I reviewed The Grave Tender (Lake Union Publishing) by Texas's Eliza Maxwell for Lone Star Literary Life. This is dark psychological suspense that skillfully inspires a slow-dawning dread.
MYSTERY/SUSPENSE
Eliza Maxwell
The Grave Tender
MYSTERY/SUSPENSE
Eliza Maxwell
The Grave Tender
Lake Union Publishing
E-book, 978-1-5053-5334-3, (also available in paperback, and on Audible), 248 pgs., $14.95
April 11, 2017
Young widow and mother Hadley Dixon discovers her three-year-old son, Charlie, missing from their farmhouse next to the Neches River in East Texas. Though Charlie is found safe and sound in short order, the traumatic incident serves as a catalyst for Hadley’s deep dive into family secrets. “It was the sins of her family, and her own, that had come home to roost,” Hadley thinks. “Huge hook-beaked birds that fed on carrion. They’d taken her son, then brought him back. To show they could.”
I would add The Grave Tender by Eliza Maxwell to the growing subgenre I call East Texas Gothic, but I think you need a supernatural element for true East Texas Gothic—preferably a witch. But Maxwell hits the other requirements, especially the primordial, haunted landscape that bears witness. “When Jude spoke, her words circled around them in their wooded cocoon,” Maxwell writes, “and Hadley tried to shake off the sensation that the living things around them were all pieces of a whole. That the woods were listening, judging their worthiness to continue on this path.”
The Grave Tender intrigues with its cover—an image of a young woman seen from behind, the picture of innocence in a light pink cardigan as she faces a forbidding wood. The novel delivers on the cover’s insinuations. The Grave Tender is atmospheric and fast-paced, packing plenty of twists, and is unrelentingly dark. Even so, there’s not a lot of foreshadowing; Maxwell will sneak up on you with a matter-of-fact delivery as she manages to stay just this side of melodrama.
Maxwell’s characters are well developed, especially Hadley’s best friend Jude, who possesses a unique voice; as soon as Jude’s dialogue begins we know who’s talking. She provides the only comic relief. Here the child Jude is attempting to name a dog she and Hadley have found injured in the road: “I think we should call her Lucky, but Hadley says she wasn’t very lucky when that car hit her, unless bad luck counts,” Jude breathlessly recounts. “But Bad Lucky isn’t a very good name for a dog.”
Another standout character is Uncle Eli, a Boo Radley sort, who lives in the woods hiding his scarred face from the world in a shack which “could have sprouted out of the east Texas riverbank soil, fertilized by pine needles and motor oil,” Maxwell writes, “raised with loving, calloused hands by trailer park mothers who smelled like cinnamon and menthol cigarettes.”

* * * * *

**What is asked:**
**1)** Reproduce the portion of the book review starting with "I reviewed The" and going on through "a slow-dawning dread.".
**2)** Write the next part of the review of The Grave Tender, picking up after its final sentence.

[Records from a point-labeling set]
* * * * *

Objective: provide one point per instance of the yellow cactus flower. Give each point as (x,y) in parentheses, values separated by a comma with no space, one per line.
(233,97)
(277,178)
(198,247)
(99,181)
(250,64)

* * * * *

**Exercise answers:**
**1)**
I reviewed The Grave Tender (Lake Union Publishing) by Texas's Eliza Maxwell for Lone Star Literary Life. This is dark psychological suspense that skillfully inspires a slow-dawning dread.

**2)**
Precise word choices are evident as Maxwell turns a phrase, as in this description of the child Hadley: “Next to Jude, with her gold-dust skin, Hadley looked like a coloring page that someone had forgotten to color in.” When the young artist Hadley is introduced to painting, she marvels at the names of the paint colors: “Vermilion, burnt umber, ultramarine. Even the words felt exotic. Elegant, like red, orange, and blue, but all grown up and dressed for the opera.”
The Grave Tender is about the the ways we fail each other as parents, siblings, and friends, the choices we make when we think we are doing the best we can, and the power and necessity of female friendship. Told in a series of flashbacks by multiple generations of women, The Grave Tender is dark psychological suspense that skillfully inspires a slow-dawning dread. It will shred you.
E-book, 978-1-5053-5334-3, (also available in paperback, and on Audible), 248 pgs., $14.95
April 11, 2017
Young widow and mother Hadley Dixon discovers her three-year-old son, Charlie, missing from their farmhouse next to the Neches River in East Texas. Though Charlie is found safe and sound in short order, the traumatic incident serves as a catalyst for Hadley’s deep dive into family secrets. “It was the sins of her family, and her own, that had come home to roost,” Hadley thinks. “Huge hook-beaked birds that fed on carrion. They’d taken her son, then brought him back. To show they could.”
I would add The Grave Tender by Eliza Maxwell to the growing subgenre I call East Texas Gothic, but I think you need a supernatural element for true East Texas Gothic—preferably a witch. But Maxwell hits the other requirements, especially the primordial, haunted landscape that bears witness. “When Jude spoke, her words circled around them in their wooded cocoon,” Maxwell writes, “and Hadley tried to shake off the sensation that the living things around them were all pieces of a whole. That the woods were listening, judging their worthiness to continue on this path.”
The Grave Tender intrigues with its cover—an image of a young woman seen from behind, the picture of innocence in a light pink cardigan as she faces a forbidding wood. The novel delivers on the cover’s insinuations. The Grave Tender is atmospheric and fast-paced, packing plenty of twists, and is unrelentingly dark. Even so, there’s not a lot of foreshadowing; Maxwell will sneak up on you with a matter-of-fact delivery as she manages to stay just this side of melodrama.
Maxwell’s characters are well developed, especially Hadley’s best friend Jude, who possesses a unique voice; as soon as Jude’s dialogue begins we know who’s talking. She provides the only comic relief. Here the child Jude is attempting to name a dog she and Hadley have found injured in the road: “I think we should call her Lucky, but Hadley says she wasn’t very lucky when that car hit her, unless bad luck counts,” Jude breathlessly recounts. “But Bad Lucky isn’t a very good name for a dog.”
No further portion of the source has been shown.